> [CONSIGNE ÉCRITE 1]
Reproduis à l'identique toutes les lignes de la liste de données, sans rien y changer.

Tu vas peut-être me dire que l'Etat veut bien baisser ses ponctions à condition qu'il y ait de la croissance. Mais ça veut dire quoi une croissance de 1%, pourquoi tout le monde s'accroche à un chiffre aussi ridicule. Il est valable au moins cet indicateur ? Quelqu'un a pensé à vérifier ça ? Quoi Michel, il est bidon ? Putain les gars, faites chier ! J'comprends mieux pourquoi on tourne en rond, maintenant ! Ca nous renvoie à quelle constitution cette connerie ?
Ou alors, l'Etat doit dépenser moins. Et oui, un milliardaire reste milliardaire parce qu'il s'arrange pour gagner plus que ce qu'il dépense.
En fait, l'Etat c'est comme un marseillais qui gagne au loto tous les ans, il claque tout à chaque fois, anculé !

Dreuff -
Je vois deux sujets dans ta dernière réponse : les impôts et le PIB (et tout ce qui suit : croissance, décroissance, ...)

Commençons par les impôts. Baisser les impôts est le leitmotiv de droite, ça c'est tout à fait certain, une sorte de réponse magique à tous les maux de la France. Le scénario que tu présentes est effectivement tentant. Baisser les impôts et permettre aux entreprises d'investir pour entrer dans un cercle vertueux. 
Et dans la vraie vie, ça donne quoi ?  Figure toi que c'est ce qui a été fait par le gouvernement Hollande. Cela s'appelait le CICE dans le cadre du pacte de responsabilité. Coût pour l'état entre 15 et 20 Mds € par an. On en attendait une réduction du chômage à hauteur de 1 millions de personnes.... résultat Nibe, Nada, Niente... Le CICE a contribué à reconstruire les marges et donc à engraisser les méchants actionnaires.

> [CONSIGNE ÉCRITE 2]
Selon l'extrait à lire, combien le CICE coûtait-il à l'État chaque année ?

> [LISTE DE DONNÉES]
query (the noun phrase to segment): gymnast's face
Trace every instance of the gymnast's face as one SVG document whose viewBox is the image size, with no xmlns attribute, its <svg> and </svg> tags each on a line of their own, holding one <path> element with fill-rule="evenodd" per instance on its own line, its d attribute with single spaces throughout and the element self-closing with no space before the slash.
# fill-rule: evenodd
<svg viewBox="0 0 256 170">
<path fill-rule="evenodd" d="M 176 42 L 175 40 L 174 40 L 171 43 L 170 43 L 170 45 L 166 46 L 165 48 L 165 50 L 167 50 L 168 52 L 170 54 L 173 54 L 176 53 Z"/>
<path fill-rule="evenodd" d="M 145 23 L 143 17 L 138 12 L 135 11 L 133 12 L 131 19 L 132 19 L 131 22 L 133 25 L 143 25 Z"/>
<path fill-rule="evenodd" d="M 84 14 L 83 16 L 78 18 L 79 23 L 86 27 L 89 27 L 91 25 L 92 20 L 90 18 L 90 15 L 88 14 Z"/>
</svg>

> [RÉSULTAT 1]
query (the noun phrase to segment): gymnast's face
Trace every instance of the gymnast's face as one SVG document whose viewBox is the image size, with no xmlns attribute, its <svg> and </svg> tags each on a line of their own, holding one <path> element with fill-rule="evenodd" per instance on its own line, its d attribute with single spaces throughout and the element self-closing with no space before the slash.
# fill-rule: evenodd
<svg viewBox="0 0 256 170">
<path fill-rule="evenodd" d="M 176 42 L 175 40 L 174 40 L 171 43 L 170 43 L 170 45 L 166 46 L 165 48 L 165 50 L 167 50 L 168 52 L 170 54 L 173 54 L 176 53 Z"/>
<path fill-rule="evenodd" d="M 145 23 L 143 17 L 138 12 L 135 11 L 133 12 L 131 19 L 132 19 L 131 22 L 133 25 L 143 25 Z"/>
<path fill-rule="evenodd" d="M 84 14 L 83 16 L 78 18 L 79 23 L 86 27 L 89 27 L 91 25 L 92 20 L 90 18 L 90 15 L 88 14 Z"/>
</svg>

> [RÉSULTAT 2]
Entre 15 et 20 milliards d'euros par an.